**Written instruction**
Which lines of the listing below contain the string "paving"? Select each one and copy it out in full.

**Records for the exercise**
--- begin ---
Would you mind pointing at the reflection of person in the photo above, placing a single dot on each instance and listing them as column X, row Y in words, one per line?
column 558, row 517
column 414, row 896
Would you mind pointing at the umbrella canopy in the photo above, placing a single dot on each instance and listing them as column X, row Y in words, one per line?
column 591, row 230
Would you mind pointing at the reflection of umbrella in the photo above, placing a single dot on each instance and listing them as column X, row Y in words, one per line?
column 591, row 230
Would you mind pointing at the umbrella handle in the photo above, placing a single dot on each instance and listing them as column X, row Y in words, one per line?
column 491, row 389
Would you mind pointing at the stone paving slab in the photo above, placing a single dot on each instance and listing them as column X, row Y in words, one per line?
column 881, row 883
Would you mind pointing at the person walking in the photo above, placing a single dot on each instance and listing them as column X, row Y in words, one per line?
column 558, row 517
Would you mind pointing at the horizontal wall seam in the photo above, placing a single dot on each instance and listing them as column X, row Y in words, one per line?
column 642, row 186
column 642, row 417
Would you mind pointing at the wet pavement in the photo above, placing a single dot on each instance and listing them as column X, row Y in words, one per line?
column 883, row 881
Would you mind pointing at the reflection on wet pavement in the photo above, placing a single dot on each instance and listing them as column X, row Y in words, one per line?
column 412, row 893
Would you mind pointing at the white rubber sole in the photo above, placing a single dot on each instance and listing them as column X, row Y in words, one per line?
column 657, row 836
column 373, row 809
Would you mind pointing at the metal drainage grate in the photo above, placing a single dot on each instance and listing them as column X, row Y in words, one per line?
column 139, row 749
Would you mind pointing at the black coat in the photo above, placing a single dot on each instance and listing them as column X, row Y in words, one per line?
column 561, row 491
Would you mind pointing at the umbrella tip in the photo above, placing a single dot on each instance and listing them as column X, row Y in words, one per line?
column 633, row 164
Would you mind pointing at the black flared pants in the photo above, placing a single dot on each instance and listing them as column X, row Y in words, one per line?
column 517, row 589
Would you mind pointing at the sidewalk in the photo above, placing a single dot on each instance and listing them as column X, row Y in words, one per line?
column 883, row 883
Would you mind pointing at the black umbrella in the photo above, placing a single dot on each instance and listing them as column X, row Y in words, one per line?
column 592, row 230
--- end ---
--- begin ---
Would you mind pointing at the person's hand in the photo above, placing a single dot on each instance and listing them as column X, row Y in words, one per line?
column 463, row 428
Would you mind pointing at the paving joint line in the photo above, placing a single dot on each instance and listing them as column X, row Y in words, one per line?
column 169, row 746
--- end ---
**Answer to the task**
Would you mind pointing at the stone paving slab in the photo above, placing a single dot on each instance and listing them as column X, row Y in words, one per line?
Would you mind pointing at the paving joint line in the photo above, placing a single dot on each instance and listing them as column X, row Y in words, one per line?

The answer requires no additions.